— START EXTRACT PROVIDED —
Is the AI productivity dividend a "miracle cure" or a "delaying tactic"?

In February 2026, a discussion about whether artificial intelligence can save the public finances of developed countries continued to ferment within the global macro strategy circles. There is a widespread optimistic expectation: the productivity leap brought by AI will expand the overall economy and increase the tax base, providing governments with a relatively “painless” path to fiscal consolidation amid mounting debt. However, preliminary estimates shared with Reuters by the OECD and several former institutional economists challenge this narrative on a quantitative level.

Objectively, developed economies are facing the most severe fiscal constraints since World War II. The U.S. federal debt-to-GDP ratio has reached a historic high of around 100%, and most wealthy economies have debt exceeding 100% of GDP, while simultaneously contending with the “triple squeeze” of aging populations’ rigid welfare costs, increased defense spending, and climate transition investments. Against this backdrop, whether the productivity dividends promised by AI are a “miracle cure” that fundamentally repairs balance sheets or merely a “delaying tactic” that postpones structural reforms has become a key issue for macroeconomists and bond markets alike.
— END EXTRACT PROVIDED —
— START DATA ROWS —
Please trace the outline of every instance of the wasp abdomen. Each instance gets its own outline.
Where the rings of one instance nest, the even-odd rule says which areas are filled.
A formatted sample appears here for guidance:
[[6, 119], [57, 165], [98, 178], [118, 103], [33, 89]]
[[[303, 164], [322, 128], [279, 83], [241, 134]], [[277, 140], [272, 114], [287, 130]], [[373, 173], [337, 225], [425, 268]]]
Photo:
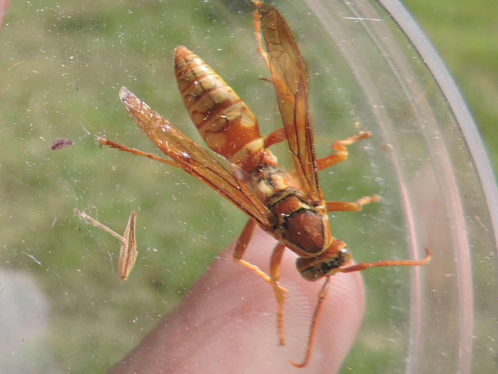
— END DATA ROWS —
| DO THIS |
Proceed with the article on AI productivity and public debt, picking up after its final sentence. The entries were taken from a separate source.

| TASK OUTPUT |
Background and Timeline: From Technological Breakthroughs to Fiscal Scrutiny

The penetration of AI into macroeconomics is shifting from a “micro-efficiency tool” to a “macro-growth variable.” Looking back, between 2023 and 2024, generative AI represented mainly by large language models was viewed as a tool for cost reduction and efficiency improvement for enterprises, with market focus on labor substitution and corporate profit margins. Starting in 2025, discussions gradually escalated to the level of national competitiveness, with institutions like Goldman Sachs releasing reports predicting that AI would significantly boost global GDP over the next decade.

By 2026, the scope of the discussion has again undergone structural shifts. In late February, OECD economists publicly shared their internal model projections, directly linking AI productivity gains to sovereign debt sustainability for the first time. Meanwhile, research firm Citrini Research published the “2028 Global AI Crisis” report, introducing the concept of “Ghost GDP,” warning that if AI benefits are overly concentrated in capital and consumption shrinks, it could erode the tax base and trigger fiscal crises. At this point, AI’s fiscal significance is no longer a theoretical proposition but an unavoidable variable for bond investors assessing national creditworthiness.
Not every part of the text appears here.